== Prompt ==
Produce a verbatim copy of the entries listed below.

[Stored records]
__________________________________________________

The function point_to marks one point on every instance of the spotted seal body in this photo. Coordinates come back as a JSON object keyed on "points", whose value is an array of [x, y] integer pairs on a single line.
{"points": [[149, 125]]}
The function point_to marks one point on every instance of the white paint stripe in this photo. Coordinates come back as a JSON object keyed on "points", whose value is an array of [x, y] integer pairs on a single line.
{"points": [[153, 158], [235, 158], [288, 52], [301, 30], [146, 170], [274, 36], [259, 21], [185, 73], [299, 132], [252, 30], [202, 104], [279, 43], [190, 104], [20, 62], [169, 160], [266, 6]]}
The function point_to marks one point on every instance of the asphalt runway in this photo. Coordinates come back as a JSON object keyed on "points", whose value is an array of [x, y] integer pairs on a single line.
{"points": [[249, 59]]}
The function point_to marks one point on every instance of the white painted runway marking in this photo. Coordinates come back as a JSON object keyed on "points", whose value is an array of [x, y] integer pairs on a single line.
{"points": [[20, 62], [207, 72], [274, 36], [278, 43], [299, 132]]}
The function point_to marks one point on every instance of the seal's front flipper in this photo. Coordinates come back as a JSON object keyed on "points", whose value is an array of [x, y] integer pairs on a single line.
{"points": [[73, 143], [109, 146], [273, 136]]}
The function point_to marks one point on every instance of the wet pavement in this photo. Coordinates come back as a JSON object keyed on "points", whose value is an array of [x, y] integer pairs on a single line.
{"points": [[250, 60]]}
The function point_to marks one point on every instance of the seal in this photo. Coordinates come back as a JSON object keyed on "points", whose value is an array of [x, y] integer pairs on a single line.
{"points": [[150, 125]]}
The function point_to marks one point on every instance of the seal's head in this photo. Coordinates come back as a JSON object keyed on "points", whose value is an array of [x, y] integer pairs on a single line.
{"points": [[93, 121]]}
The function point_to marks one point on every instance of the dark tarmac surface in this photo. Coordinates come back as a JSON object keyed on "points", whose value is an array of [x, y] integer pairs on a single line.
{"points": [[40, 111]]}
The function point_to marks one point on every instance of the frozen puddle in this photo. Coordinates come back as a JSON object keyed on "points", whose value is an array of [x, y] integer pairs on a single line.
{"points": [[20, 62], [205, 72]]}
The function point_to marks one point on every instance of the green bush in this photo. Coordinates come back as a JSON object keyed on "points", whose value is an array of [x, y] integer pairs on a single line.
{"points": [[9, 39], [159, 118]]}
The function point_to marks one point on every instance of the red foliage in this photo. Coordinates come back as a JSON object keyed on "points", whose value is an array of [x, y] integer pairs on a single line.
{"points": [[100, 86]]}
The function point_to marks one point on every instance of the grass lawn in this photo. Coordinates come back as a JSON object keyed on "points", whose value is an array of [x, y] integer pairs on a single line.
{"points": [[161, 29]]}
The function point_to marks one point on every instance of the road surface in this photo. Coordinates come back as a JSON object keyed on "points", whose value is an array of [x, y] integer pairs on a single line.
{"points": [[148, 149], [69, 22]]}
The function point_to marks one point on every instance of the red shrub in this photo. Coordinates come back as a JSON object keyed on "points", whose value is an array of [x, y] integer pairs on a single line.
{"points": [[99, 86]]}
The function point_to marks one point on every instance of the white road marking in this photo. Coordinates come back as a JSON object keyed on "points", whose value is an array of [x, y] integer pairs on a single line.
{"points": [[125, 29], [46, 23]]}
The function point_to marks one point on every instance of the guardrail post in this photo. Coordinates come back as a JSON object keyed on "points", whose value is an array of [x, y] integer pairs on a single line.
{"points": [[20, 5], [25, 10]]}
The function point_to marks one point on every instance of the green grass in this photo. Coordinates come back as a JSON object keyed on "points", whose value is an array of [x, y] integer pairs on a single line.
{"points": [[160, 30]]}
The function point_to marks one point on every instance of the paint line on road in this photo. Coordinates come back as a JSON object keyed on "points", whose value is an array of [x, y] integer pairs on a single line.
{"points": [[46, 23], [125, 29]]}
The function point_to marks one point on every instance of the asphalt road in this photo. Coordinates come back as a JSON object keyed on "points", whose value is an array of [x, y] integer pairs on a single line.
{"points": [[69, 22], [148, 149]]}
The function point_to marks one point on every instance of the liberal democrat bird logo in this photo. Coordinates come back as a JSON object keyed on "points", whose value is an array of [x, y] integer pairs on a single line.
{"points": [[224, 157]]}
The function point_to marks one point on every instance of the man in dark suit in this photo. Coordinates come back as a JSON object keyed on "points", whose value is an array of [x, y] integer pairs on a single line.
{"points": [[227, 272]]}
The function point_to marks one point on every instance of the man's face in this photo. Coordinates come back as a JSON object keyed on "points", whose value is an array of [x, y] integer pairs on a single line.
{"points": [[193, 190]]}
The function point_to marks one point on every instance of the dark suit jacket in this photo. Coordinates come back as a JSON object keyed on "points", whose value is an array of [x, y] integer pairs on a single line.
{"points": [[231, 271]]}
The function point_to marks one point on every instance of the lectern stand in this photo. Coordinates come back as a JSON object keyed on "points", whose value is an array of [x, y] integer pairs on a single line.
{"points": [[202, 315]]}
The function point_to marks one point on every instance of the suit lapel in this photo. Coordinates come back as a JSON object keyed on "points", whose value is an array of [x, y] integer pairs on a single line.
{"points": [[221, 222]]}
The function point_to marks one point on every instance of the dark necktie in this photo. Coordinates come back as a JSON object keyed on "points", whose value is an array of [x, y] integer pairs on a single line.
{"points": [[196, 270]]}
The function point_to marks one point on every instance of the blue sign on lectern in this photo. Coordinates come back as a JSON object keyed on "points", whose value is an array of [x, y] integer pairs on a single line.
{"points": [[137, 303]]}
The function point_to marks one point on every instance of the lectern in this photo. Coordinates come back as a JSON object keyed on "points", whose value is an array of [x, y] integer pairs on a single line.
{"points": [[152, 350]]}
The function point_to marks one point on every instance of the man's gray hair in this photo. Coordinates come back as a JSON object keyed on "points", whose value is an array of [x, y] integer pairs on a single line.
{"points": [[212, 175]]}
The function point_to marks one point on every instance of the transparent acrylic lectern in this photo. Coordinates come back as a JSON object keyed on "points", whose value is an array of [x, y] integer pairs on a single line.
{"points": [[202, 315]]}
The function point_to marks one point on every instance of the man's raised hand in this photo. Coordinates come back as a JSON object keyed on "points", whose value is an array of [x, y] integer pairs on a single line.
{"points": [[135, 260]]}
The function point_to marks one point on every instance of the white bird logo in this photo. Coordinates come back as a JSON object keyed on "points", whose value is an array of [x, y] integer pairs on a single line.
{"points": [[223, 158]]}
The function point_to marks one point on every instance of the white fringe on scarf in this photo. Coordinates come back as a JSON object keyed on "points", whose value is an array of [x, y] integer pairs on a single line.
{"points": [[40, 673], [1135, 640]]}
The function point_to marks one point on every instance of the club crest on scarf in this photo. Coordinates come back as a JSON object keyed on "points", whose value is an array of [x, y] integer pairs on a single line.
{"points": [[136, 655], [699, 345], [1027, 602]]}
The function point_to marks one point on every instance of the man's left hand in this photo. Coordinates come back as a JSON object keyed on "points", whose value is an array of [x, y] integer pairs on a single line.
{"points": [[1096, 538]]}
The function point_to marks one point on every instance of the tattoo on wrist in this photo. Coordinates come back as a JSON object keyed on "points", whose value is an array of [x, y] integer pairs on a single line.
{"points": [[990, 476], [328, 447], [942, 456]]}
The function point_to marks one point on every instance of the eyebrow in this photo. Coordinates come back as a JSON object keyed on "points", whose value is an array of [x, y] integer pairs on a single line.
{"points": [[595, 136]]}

__________________________________________________

== Final answer ==
The function point_to marks one point on every instance of the spotted seal body in this photo. Coordinates come back as a JSON object keyed on "points", whose value is an array of [x, y] integer pairs on a single line.
{"points": [[149, 125]]}
The function point_to marks one point on every instance of the white paint stripe in this photo. Coordinates come back as a JSON object keyed on "points", whose value is an array of [x, y] integer pairs on a single line.
{"points": [[153, 158], [235, 158], [288, 52], [301, 30], [146, 170], [274, 36], [259, 21], [185, 73], [299, 132], [252, 30], [202, 104], [279, 43], [190, 104], [20, 62], [169, 160], [266, 6]]}
The function point_to marks one point on every instance of the asphalt runway in this photo. Coordinates come back as a JSON object keyed on "points", whose value is an array of [x, y] integer pairs on a single line.
{"points": [[249, 59]]}
The function point_to marks one point on every instance of the white painted runway marking in this photo. Coordinates come back as a JSON object keyed on "points", whose value is an array of [x, y] integer pairs on a single line.
{"points": [[20, 62], [207, 72], [274, 36], [278, 43], [299, 132]]}
The function point_to marks one point on every instance of the seal's front flipper in this photo. Coordinates come back as a JSON object keyed on "points", whose value is an array of [x, y] integer pairs on a single line.
{"points": [[73, 143], [109, 146], [273, 136]]}
The function point_to marks one point on every instance of the wet pavement in this photo. Coordinates come back as a JSON object keyed on "points", whose value is an array of [x, y] integer pairs on a single line.
{"points": [[250, 60]]}
The function point_to marks one point on every instance of the seal in this photo. Coordinates come back as a JSON object keyed on "points", whose value is an array of [x, y] integer pairs on a single line.
{"points": [[150, 125]]}
The function point_to marks one point on every instance of the seal's head in this photo. Coordinates come back as a JSON object keyed on "points", whose value is an array of [x, y] integer pairs on a single line.
{"points": [[93, 121]]}
The function point_to marks one point on every instance of the dark tarmac surface in this photo. Coordinates come back as a JSON object keyed on "points", whose value is an array of [x, y] integer pairs on a single line.
{"points": [[40, 111]]}
The function point_to marks one point on every instance of the frozen puddle in this photo. Coordinates come back as a JSON object keyed on "points", whose value is an array of [x, y] integer pairs on a single line.
{"points": [[20, 62], [205, 72]]}
The function point_to marks one point on every instance of the green bush in this photo. Coordinates come back as a JSON object keyed on "points", whose value is an array of [x, y] integer pairs on a single line.
{"points": [[9, 39], [159, 118]]}
The function point_to marks one point on every instance of the red foliage in this photo. Coordinates come back as a JSON object keyed on "points", whose value is an array of [x, y] integer pairs on a single line.
{"points": [[100, 86]]}
The function point_to marks one point on every instance of the grass lawn in this photo. Coordinates come back as a JSON object keyed on "points", whose value is an array of [x, y] integer pairs on a single line.
{"points": [[161, 29]]}
The function point_to marks one point on every instance of the road surface in this photo. Coordinates come back as a JSON object keyed on "points", whose value is an array of [x, y] integer pairs on a single line.
{"points": [[148, 149], [69, 22]]}
The function point_to marks one point on every instance of the red shrub in this photo. Coordinates come back as a JSON object keyed on "points", whose value is an array of [x, y] integer pairs on a single line.
{"points": [[99, 86]]}
The function point_to marks one point on every instance of the white road marking in this photo. Coordinates come back as a JSON object keyed on "points", whose value is an array of [x, y] integer pairs on a single line.
{"points": [[125, 29], [46, 23]]}
The function point_to marks one point on every instance of the guardrail post in this photo. Coordinates come back as a JSON object keyed on "points", whose value is an array of [x, y] integer pairs on a single line.
{"points": [[20, 5], [25, 10]]}
The function point_to marks one point on every instance of the green grass in this photo. Coordinates come back as a JSON object keyed on "points", whose value is an array of [x, y] integer pairs on a single line.
{"points": [[160, 30]]}
The function point_to marks one point on every instance of the paint line on road in this photo. Coordinates come back as a JSON object keyed on "points", whose value is an array of [x, y] integer pairs on a single line.
{"points": [[46, 23], [125, 29]]}
The function point_to marks one point on every instance of the asphalt road in this photo. Coordinates come back as a JSON object keyed on "points", whose value is an array of [x, y] integer pairs on a single line.
{"points": [[69, 22], [148, 149]]}
The function point_to marks one point on every instance of the liberal democrat bird logo in this photo. Coordinates come back as a JSON object keyed on "points", whose value is an array of [x, y] integer pairs on a single line.
{"points": [[224, 157]]}
The function point_to marks one point on every instance of the man in dark suit in this photo. Coordinates come back as a JSON object keyed on "points", whose value is an array of [x, y] integer pairs on a single line.
{"points": [[227, 272]]}
The function point_to marks one point on every instance of the man's face in this photo. Coordinates come back as a JSON object keyed on "points", whose value is an array of [x, y] integer pairs on a single line.
{"points": [[193, 190]]}
The function point_to marks one point on every instance of the dark suit jacket in this photo. Coordinates come back as a JSON object keyed on "points", whose value is an array of [x, y] integer pairs on a single line.
{"points": [[231, 271]]}
The function point_to marks one point on every instance of the lectern stand in this photo. Coordinates come back as a JSON object keyed on "points", whose value is an array of [x, y] integer pairs on a single line.
{"points": [[202, 315]]}
The function point_to marks one point on every instance of the suit lapel in this photo. Coordinates come back as a JSON object keyed on "points", whose value is an array of [x, y] integer pairs on a single line.
{"points": [[221, 222]]}
The function point_to marks one point on every instance of the dark necktie in this photo. Coordinates come back as a JSON object keyed on "points", whose value is an array of [x, y] integer pairs on a single line.
{"points": [[196, 270]]}
The function point_to marks one point on every instance of the blue sign on lectern in this photo. Coordinates come back as a JSON object keyed on "points", whose value is an array of [x, y] integer pairs on a single line.
{"points": [[137, 303]]}
The function point_to marks one point on every instance of the lectern in this photo. Coordinates come back as a JSON object keyed on "points", whose value is an array of [x, y] integer pairs on a single line.
{"points": [[152, 350]]}
The function point_to marks one point on every instance of the man's gray hair in this photo. Coordinates come back as a JSON object keyed on "points", whose value is an array of [x, y] integer pairs on a single line.
{"points": [[212, 175]]}
The function point_to marks one point on every instance of the transparent acrylic lectern in this photo. Coordinates come back as a JSON object keyed on "points", whose value is an array of [x, y] integer pairs on a single line.
{"points": [[202, 315]]}
The function point_to marks one point on every instance of the man's raised hand in this photo. Coordinates come back as a JSON object keyed on "points", whose value is an array of [x, y] integer pairs on a single line.
{"points": [[135, 260]]}
The function point_to marks one point on every instance of the white bird logo in this photo. Coordinates come back as a JSON object keyed on "points", whose value is an array of [x, y] integer pairs on a single line.
{"points": [[223, 158]]}
The function point_to marks one point on every instance of the white fringe on scarf in this photo. Coordinates come back as a JSON object keyed on "points", whose value is an array of [x, y] integer pairs on a single line.
{"points": [[40, 673], [1135, 640]]}
The function point_to marks one point on every instance of the club crest on scarf in this photo. Coordinates come back as a JSON object keyed on "points", whose value is an array of [x, y] integer pairs on a single line.
{"points": [[136, 655], [699, 345], [1027, 602]]}
The function point_to marks one point on every instance of the man's left hand in this photo. Coordinates come back as a JSON object keyed on "points", whose value is an array of [x, y] integer pairs on a single line.
{"points": [[1096, 538]]}
The function point_to marks one point on every instance of the tattoo on wrist in this photo. Coordinates come back as a JSON object keyed on "points", whose value is an array of [x, y] integer pairs on a single line.
{"points": [[990, 476], [328, 447], [942, 456]]}
The function point_to marks one point on every instance of the eyebrow in this photo. Coordinates come back as a JSON object keyed on "points", whose value is an array of [x, y] integer pairs on a single line.
{"points": [[595, 136]]}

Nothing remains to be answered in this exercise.